Given text
* * *

Troubleshooting When Weight Loss Stalls
In my previous article, I gave a 10-point checklist to get started on losing body fat. In this one, I’ll review some strategies to help you figure out why your weight loss may have stopped.
I like to refer to periods of intentional body fat loss as “cuts” or “deficits” (that is, energy deficits), which I’ve adopted from the bodybuilding vernacular. The word “diet” is too entangled with other associations, meanings, and connotations. A “diet” has supplanted what is really a dietary pattern—a way to eat—which is especially what fad diets proselytize: Eat this! Not that! And so on.
Quick aside, which I’ve gotten into in other articles: You can really eat anything so long as you keep your overall energy in relative balance. Now, some foods will not add anything to your health, and some may actually chip away at it—like those high in saturated fats—but there’s a whole range of foods that are basically neutral—not adding or subtracting to your health in any meaningful way so long as that you’re not excessively consuming them. It’s the excess of energy, the overconsumption of calories, that is really the troublemaker.
So, if you’ve ever lost any amount of body weight, you’ve likely experienced a weight loss stall. There are a few possible culprits for why this occurs, but it’s a natural part of the weight loss process, unfortunately.
At first, everything goes smoothly and reliably. It’s kind of exciting, and it even feels easy—no problems with hunger, no excessive exercise, not any noticeable fatigue. We keep doing the same things, and then, for some reason, progress slows, and then it seems to stop altogether.

* * *

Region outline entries
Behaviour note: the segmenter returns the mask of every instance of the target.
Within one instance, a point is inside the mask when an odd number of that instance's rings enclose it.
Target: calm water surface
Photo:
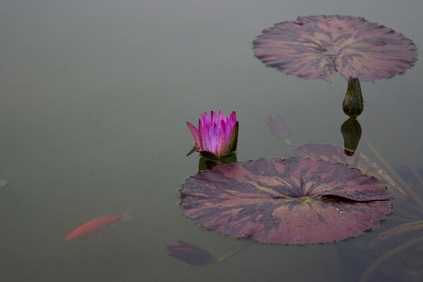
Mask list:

* * *

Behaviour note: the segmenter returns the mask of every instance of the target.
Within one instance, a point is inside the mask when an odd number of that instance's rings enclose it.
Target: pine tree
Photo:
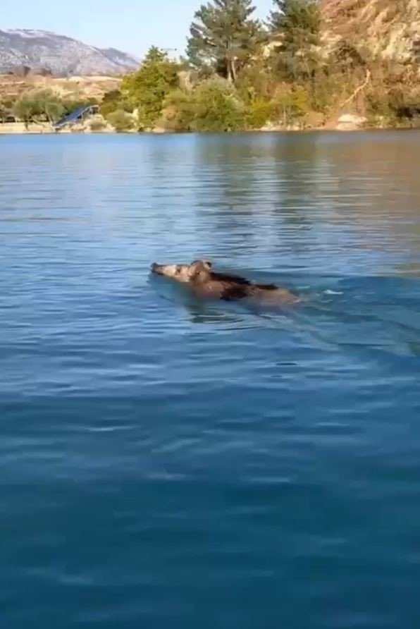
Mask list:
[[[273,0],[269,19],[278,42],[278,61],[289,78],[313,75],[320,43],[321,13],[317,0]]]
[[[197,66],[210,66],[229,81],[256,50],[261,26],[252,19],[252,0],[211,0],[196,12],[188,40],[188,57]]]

* * *

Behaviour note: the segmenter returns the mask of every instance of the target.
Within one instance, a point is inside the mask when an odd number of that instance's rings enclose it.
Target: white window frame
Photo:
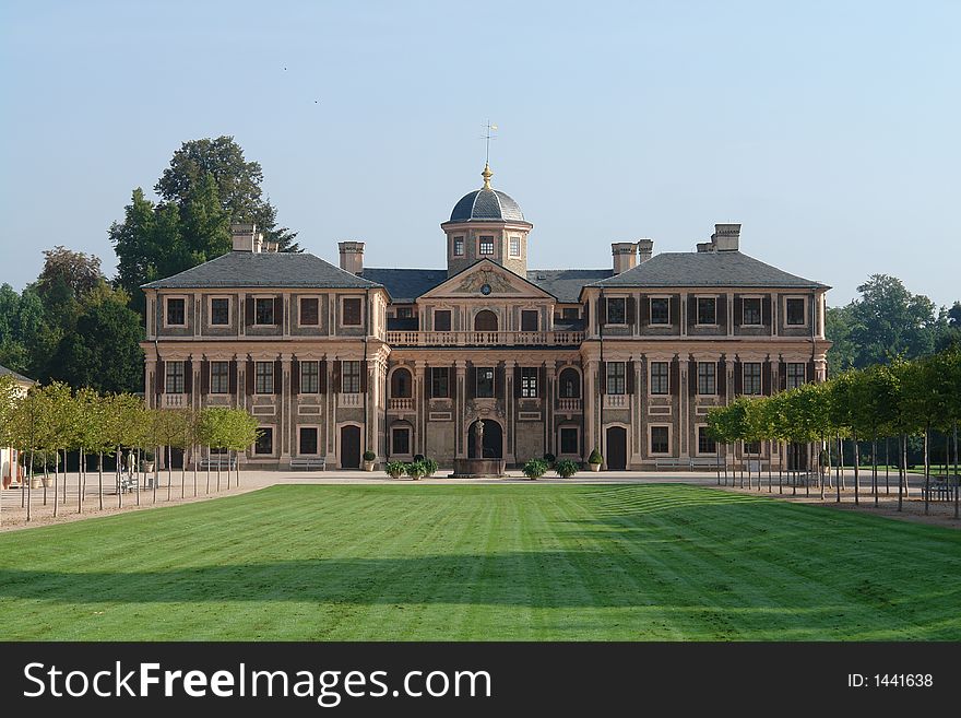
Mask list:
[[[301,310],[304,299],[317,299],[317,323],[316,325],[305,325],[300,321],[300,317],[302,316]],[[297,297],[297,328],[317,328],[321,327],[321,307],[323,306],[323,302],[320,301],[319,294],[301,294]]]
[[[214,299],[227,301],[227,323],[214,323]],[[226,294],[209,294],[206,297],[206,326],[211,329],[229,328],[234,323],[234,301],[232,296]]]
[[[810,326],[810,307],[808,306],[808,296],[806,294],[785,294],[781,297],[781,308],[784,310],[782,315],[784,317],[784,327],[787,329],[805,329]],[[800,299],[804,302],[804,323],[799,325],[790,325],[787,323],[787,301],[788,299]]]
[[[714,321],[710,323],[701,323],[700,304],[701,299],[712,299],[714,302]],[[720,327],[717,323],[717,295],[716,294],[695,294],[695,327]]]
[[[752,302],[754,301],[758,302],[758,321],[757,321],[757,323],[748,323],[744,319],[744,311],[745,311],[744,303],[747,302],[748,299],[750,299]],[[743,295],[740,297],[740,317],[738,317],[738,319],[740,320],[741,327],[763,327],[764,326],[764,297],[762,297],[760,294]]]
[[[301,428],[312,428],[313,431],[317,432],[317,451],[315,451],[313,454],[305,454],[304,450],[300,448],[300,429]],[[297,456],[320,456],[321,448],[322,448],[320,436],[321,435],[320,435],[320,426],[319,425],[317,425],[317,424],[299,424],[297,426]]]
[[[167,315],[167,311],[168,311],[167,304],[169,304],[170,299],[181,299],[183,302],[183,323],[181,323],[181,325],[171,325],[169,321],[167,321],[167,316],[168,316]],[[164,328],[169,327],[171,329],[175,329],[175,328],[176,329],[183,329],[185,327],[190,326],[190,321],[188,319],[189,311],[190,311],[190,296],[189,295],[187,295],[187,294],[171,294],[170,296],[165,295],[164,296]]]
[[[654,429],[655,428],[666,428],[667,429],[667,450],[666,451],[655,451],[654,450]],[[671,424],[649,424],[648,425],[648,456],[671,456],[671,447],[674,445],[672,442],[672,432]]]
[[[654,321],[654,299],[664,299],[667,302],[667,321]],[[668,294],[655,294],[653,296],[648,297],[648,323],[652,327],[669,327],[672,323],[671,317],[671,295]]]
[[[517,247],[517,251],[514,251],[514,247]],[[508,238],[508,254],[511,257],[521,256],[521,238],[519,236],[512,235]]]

* * *

Job
Repeat word for word the part of the article on weight loss stalls that starts with "Troubleshooting When Weight" and goes on through "may have stopped.".

Task response
Troubleshooting When Weight Loss Stalls
In my previous article, I gave a 10-point checklist to get started on losing body fat. In this one, I’ll review some strategies to help you figure out why your weight loss may have stopped.